◆ **Work order**: In the passage below about Christie's break from conservative orthodoxy, copy word for word the part that begins with "In his new push, Christie" and ends with "in Montclair, N.J.".

In his new push, Christie has bucked conservative orthodoxy for the second time this year. In February, he joined seven other Republican governors in accepting an expansion of state Medicaid programs under President Obama's health-reform law, the Affordable Care Act.
"It is clear over the past two or three months that he really worked to prioritize his New Jersey constituency over his national conservative constituency, and this is kind of groundbreaking, because up until about two or three months ago, we saw a series of actions that really defied public opinions in the state," said Prof. Brigid Harrison, who teaches political science and law at Montclair State University in Montclair, N.J.
Harrison referenced Christie's cuts to family-planning funding in the state budget.
Christie already has some problems with conservative activists. After supporting a federal Hurricane Sandy relief bill, he was not invited to the Conservative Political Action Conference, an annual confab that hosts top conservative politicians for speeches to a large crowd of activists in the Washington, D.C., area.
But he also faces a race against Democratic State Sen. Barbara Buono this year, and Democrats will eye that race as an opportunity to ding him before any presidential ambitions percolate further.
Christie's package of gun reforms might not sit well with conservatives, but it might not be the most controversial group of measures, either. Since the Newtown, Conn., school shooting, Republicans have raised the idea of requiring mental-health records to be added to the National Instant Criminal Background Check System (NICS), which the FBI uses to screen gun purchasers. While a bill to increase penalties on "straw-purchasers" passed the Senate Judiciary Committee with only one GOP vote, Utah GOP Sen. Orrin Hatch praised the idea of getting tougher on straw-purchasers, even as he voted against the measure for casting "too wide a net."

◆ **Provided material**:
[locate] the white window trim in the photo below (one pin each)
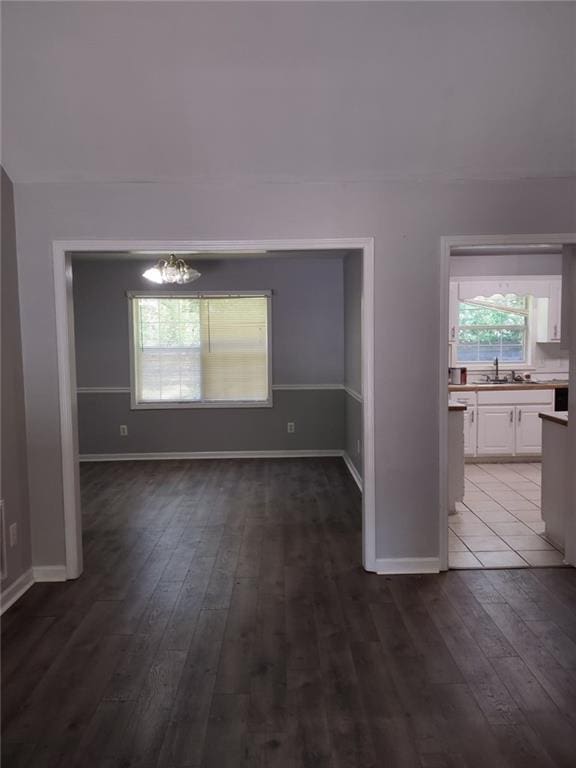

◆ **Solution to this exercise**:
In his new push, Christie has bucked conservative orthodoxy for the second time this year. In February, he joined seven other Republican governors in accepting an expansion of state Medicaid programs under President Obama's health-reform law, the Affordable Care Act.
"It is clear over the past two or three months that he really worked to prioritize his New Jersey constituency over his national conservative constituency, and this is kind of groundbreaking, because up until about two or three months ago, we saw a series of actions that really defied public opinions in the state," said Prof. Brigid Harrison, who teaches political science and law at Montclair State University in Montclair, N.J.